» Direction
Copy the entries from the start through the line containing "POLYGON ((158 93, 68", requests included, adding 40 to every coordinate in the answers.

» Information shown
══════════

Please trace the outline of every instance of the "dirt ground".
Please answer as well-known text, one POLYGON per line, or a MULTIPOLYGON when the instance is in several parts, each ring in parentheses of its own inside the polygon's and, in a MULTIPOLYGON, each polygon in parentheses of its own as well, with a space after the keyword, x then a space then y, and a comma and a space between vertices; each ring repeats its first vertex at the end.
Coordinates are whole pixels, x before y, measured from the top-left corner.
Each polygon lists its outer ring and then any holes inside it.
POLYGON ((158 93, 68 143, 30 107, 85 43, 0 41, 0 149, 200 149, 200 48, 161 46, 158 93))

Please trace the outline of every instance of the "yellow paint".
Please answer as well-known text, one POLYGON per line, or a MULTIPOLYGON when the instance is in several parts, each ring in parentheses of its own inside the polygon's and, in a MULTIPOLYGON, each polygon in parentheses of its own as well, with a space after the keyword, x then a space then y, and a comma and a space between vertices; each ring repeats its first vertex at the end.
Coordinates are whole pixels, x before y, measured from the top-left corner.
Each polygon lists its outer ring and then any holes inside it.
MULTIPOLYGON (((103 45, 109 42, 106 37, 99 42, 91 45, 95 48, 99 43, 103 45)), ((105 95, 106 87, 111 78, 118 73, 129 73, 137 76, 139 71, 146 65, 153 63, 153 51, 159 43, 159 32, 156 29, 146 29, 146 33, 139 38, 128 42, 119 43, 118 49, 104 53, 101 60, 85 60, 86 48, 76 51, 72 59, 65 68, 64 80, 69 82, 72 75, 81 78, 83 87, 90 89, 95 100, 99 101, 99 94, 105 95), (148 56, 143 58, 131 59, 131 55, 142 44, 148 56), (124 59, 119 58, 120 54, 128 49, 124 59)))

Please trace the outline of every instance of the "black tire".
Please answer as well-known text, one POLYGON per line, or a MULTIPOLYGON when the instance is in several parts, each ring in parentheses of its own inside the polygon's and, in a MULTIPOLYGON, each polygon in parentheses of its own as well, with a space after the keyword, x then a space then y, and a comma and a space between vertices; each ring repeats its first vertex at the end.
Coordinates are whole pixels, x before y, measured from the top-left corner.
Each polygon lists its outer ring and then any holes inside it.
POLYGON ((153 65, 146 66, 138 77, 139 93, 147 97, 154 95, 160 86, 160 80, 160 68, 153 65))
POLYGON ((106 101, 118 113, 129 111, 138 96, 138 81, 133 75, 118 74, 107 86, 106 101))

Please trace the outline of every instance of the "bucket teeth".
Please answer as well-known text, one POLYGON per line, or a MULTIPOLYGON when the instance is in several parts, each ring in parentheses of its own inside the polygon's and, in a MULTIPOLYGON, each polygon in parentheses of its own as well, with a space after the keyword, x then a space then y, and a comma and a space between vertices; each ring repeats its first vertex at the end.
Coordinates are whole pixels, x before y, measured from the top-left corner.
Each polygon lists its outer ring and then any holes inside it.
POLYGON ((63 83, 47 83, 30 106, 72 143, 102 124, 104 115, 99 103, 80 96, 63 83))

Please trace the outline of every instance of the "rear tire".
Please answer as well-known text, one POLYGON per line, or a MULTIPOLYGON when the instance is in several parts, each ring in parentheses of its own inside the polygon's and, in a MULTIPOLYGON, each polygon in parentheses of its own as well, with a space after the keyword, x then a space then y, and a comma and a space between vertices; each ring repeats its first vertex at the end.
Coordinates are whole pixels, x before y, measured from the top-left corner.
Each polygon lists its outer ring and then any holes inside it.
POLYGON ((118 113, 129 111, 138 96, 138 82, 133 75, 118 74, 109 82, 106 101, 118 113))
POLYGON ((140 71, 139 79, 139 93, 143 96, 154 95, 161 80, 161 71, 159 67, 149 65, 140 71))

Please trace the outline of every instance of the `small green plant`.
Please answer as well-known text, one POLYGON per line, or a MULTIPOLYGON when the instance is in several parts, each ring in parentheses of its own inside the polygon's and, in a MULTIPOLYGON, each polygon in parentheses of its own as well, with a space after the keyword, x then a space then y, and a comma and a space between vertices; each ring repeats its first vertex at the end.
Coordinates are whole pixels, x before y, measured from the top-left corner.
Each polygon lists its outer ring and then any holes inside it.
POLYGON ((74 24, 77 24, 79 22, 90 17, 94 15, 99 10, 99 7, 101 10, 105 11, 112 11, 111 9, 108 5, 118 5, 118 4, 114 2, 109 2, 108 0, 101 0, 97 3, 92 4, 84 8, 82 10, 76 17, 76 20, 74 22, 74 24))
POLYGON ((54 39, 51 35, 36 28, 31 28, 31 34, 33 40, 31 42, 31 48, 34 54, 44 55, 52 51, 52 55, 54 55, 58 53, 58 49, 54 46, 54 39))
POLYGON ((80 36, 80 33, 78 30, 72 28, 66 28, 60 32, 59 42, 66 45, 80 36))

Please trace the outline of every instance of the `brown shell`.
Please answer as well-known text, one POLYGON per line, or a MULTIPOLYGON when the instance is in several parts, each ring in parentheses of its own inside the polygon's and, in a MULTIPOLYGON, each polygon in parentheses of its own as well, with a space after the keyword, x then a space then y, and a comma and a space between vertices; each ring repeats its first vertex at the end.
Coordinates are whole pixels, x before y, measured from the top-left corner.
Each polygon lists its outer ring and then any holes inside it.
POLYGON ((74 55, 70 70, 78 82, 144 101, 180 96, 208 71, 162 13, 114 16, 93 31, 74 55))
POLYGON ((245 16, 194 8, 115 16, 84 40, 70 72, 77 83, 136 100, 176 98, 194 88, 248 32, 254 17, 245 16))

══════════

» Response to this task
Please trace the outline of every instance of the "dirt ground".
Please answer as well-known text, one POLYGON per line, or a MULTIPOLYGON when the instance is in several parts, each ring in parentheses of its own inside the polygon's and, in a MULTIPOLYGON, each polygon in parentheses of its own as well, with a space after the keyword, x then a space then y, and a comma and a space between vertices; each ring repeats its first vertex at the end.
Coordinates are whole pixels, x before y, measured from the top-left corner.
Each polygon lists its outer ring and then any holes inside it.
POLYGON ((198 133, 108 183, 70 147, 125 83, 40 81, 40 189, 240 189, 240 88, 201 86, 198 133))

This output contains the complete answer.